### ASSIGNMENT
With the line containing "Outline each tire." as the starting point, output the remaining lines of the data exactly as they are, through the last.

### MATERIAL SUPPLIED
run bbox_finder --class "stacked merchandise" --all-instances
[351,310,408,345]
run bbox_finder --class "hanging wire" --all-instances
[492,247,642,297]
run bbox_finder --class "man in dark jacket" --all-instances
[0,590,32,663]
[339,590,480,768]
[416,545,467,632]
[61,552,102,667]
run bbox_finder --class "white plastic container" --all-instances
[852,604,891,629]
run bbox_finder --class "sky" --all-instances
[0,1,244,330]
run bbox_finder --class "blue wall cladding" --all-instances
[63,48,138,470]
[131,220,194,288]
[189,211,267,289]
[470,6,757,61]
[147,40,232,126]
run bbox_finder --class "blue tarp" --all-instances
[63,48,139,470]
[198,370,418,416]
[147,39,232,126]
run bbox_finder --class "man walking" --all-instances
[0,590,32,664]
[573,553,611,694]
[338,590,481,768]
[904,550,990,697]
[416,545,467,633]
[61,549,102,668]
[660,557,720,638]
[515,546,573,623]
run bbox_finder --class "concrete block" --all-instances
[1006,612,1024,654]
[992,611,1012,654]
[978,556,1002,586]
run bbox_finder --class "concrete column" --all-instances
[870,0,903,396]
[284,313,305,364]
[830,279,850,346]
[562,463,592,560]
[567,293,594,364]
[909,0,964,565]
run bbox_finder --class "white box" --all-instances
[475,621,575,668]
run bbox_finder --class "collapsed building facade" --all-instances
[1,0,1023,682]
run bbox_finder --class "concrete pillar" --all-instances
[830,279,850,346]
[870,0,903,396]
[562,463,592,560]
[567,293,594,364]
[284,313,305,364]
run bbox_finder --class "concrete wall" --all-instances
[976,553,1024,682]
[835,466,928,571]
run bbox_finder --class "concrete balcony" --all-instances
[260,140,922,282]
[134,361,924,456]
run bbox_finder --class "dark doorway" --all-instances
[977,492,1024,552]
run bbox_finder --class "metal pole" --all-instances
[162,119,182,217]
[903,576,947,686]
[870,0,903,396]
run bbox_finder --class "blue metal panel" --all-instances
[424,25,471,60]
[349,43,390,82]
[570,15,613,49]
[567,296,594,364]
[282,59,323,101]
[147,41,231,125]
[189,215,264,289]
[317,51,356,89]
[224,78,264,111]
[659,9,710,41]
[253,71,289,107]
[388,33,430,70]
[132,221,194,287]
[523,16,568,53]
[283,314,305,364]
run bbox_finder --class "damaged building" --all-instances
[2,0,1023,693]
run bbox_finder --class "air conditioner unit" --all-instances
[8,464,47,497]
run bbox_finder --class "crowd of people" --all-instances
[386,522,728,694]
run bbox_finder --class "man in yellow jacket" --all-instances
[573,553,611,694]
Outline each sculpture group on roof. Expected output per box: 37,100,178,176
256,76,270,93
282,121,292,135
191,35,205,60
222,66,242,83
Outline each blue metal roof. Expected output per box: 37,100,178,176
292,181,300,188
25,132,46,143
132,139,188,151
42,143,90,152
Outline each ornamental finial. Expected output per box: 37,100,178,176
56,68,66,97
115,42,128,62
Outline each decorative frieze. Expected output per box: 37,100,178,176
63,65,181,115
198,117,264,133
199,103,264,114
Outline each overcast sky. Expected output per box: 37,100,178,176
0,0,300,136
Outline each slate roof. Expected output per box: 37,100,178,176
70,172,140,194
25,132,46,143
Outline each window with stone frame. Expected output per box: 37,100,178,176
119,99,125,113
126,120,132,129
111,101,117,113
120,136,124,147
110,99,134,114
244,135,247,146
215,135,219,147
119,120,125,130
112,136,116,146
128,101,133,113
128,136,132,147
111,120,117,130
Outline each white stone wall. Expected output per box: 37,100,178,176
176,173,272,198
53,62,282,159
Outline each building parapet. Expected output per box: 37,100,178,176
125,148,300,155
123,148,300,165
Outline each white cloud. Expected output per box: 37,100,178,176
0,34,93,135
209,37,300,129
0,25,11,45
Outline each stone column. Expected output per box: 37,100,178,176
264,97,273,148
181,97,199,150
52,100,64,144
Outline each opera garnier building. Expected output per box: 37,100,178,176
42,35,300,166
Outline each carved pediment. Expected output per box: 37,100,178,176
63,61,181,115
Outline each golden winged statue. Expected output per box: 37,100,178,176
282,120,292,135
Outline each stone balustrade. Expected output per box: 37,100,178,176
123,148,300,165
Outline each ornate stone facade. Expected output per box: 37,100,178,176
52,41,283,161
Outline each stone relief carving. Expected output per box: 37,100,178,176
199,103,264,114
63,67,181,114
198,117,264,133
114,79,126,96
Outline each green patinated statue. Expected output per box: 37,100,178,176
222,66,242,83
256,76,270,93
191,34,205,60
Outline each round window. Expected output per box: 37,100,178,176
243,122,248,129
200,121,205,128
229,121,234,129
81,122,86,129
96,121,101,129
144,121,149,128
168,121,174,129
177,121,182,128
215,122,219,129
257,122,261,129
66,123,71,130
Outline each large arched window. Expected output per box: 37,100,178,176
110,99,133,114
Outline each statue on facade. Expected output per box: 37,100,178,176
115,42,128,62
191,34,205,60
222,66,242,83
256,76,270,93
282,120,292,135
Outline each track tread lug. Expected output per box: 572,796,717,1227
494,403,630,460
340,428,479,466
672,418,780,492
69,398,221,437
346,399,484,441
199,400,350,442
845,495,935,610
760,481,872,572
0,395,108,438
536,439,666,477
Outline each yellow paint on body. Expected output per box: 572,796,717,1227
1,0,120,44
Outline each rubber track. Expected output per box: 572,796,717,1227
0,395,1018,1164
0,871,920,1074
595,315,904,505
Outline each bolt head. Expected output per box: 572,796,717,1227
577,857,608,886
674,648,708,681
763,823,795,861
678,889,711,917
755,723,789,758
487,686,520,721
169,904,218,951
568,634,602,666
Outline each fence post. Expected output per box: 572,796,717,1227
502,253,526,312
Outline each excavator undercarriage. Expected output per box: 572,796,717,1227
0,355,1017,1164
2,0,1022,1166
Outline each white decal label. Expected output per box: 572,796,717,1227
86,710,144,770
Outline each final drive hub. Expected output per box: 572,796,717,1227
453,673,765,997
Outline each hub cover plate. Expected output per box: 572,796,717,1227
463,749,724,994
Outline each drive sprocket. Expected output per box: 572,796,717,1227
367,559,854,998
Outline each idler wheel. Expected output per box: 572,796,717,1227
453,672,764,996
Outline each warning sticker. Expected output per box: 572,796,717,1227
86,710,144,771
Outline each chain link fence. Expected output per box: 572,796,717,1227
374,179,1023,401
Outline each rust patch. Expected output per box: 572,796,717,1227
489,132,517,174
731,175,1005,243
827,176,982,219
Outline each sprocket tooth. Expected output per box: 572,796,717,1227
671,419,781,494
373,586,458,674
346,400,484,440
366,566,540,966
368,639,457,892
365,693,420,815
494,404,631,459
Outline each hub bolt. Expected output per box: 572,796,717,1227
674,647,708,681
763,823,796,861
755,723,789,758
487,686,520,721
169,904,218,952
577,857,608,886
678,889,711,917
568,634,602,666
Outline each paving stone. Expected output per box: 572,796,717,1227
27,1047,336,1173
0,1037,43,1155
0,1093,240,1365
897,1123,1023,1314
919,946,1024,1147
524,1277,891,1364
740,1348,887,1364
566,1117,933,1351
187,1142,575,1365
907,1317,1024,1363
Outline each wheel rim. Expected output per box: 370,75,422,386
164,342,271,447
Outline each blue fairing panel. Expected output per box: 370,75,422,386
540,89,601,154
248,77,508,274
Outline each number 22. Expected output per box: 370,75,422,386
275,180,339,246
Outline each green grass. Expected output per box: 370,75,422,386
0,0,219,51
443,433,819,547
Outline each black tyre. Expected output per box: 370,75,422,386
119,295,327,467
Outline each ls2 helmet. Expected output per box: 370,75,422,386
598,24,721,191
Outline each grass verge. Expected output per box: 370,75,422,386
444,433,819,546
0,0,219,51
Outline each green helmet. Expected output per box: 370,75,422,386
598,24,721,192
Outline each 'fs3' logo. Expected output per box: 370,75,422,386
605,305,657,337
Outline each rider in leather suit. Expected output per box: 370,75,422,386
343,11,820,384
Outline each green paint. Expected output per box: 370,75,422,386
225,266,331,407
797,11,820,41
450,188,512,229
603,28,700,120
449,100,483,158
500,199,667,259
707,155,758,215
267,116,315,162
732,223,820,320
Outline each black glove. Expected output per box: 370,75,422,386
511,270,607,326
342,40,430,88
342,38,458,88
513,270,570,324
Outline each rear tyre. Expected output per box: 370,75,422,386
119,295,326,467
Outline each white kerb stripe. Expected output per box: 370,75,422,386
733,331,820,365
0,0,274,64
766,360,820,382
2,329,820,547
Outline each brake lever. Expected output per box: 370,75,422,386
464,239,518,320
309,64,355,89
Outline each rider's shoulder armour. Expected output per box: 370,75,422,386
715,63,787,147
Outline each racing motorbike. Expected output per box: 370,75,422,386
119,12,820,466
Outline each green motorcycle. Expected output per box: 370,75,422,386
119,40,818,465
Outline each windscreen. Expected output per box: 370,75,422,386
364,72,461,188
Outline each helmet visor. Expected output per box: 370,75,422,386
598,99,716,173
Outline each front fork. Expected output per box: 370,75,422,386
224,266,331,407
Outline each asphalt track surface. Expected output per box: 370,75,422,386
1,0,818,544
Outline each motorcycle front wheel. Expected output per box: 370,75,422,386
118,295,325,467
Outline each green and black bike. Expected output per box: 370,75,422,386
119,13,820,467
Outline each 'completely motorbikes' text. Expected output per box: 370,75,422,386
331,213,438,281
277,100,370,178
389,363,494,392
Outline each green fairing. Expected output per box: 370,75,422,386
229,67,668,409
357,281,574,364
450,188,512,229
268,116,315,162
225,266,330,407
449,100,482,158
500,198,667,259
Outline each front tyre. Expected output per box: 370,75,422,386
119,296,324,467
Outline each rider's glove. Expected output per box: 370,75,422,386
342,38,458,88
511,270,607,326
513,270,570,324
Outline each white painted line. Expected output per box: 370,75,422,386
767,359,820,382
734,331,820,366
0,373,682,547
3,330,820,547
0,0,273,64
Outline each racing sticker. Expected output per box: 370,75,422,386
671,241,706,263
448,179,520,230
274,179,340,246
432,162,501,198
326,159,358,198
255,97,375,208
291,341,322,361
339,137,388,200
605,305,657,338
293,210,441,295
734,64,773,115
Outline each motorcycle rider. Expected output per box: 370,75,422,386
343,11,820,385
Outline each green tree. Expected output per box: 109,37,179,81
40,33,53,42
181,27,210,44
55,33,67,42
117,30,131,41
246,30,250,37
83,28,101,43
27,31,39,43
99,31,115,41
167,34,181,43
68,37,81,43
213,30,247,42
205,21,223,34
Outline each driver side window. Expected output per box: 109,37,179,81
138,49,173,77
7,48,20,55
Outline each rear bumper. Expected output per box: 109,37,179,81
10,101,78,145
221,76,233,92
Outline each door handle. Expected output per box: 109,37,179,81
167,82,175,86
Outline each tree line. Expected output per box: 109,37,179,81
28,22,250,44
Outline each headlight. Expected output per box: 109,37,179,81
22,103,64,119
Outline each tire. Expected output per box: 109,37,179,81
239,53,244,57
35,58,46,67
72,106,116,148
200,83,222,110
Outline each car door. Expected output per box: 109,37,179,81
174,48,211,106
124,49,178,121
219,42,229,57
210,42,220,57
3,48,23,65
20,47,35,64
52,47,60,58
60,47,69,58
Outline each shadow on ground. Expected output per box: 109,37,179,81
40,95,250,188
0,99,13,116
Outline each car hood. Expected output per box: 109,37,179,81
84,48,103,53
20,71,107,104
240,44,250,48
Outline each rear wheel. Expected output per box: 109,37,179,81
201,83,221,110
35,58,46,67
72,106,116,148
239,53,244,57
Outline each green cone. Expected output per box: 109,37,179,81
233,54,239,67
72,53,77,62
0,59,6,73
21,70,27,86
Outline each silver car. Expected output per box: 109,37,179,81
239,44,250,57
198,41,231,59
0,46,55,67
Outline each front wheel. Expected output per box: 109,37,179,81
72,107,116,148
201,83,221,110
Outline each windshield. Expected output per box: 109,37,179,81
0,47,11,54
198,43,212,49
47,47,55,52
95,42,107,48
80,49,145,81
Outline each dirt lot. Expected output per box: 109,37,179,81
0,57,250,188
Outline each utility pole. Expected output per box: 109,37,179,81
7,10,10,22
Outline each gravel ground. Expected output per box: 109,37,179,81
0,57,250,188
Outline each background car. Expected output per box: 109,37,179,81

### SOLUTION TO THIS PROBLEM
Outline each tire. Expected output per box: 109,37,179,81
239,53,244,57
35,58,46,67
72,106,116,148
200,83,222,110
Outline each car door. Expected output per box: 109,37,179,81
174,48,211,106
124,49,178,121
219,42,229,57
210,42,220,57
3,48,23,65
20,47,35,64
52,47,60,58
60,47,69,58
Outline each shadow on ground. Expected output per box: 109,37,179,81
40,95,250,188
0,99,13,116
Outline each car hood. Expected output per box: 109,37,179,81
84,48,103,53
20,71,107,104
240,44,250,48
Outline each rear wheel. Expected output per box: 109,37,179,81
201,83,221,110
35,58,46,67
72,106,116,148
239,53,244,57
Outline each green cone. Expected output per box: 109,37,179,81
233,54,239,67
72,53,77,62
0,59,6,73
21,70,27,86
Outline each silver car. Expected output per box: 109,37,179,81
239,44,250,57
198,41,231,59
0,46,55,67
Outline each front wheel. Expected output per box: 109,37,179,81
72,107,116,148
201,83,221,110
Outline each windshield. Expected output per box: 109,37,179,81
0,47,11,54
198,43,212,49
47,47,55,52
95,42,107,48
80,49,145,81
Outline each dirt lot. Expected output per box: 109,37,179,81
0,57,250,188
Outline each utility pole. Expected output per box: 109,37,179,81
7,10,10,22
Outline each gravel ground. Expected output per box: 109,37,179,81
0,57,250,188
Outline each background car. Expected output per box: 109,37,179,81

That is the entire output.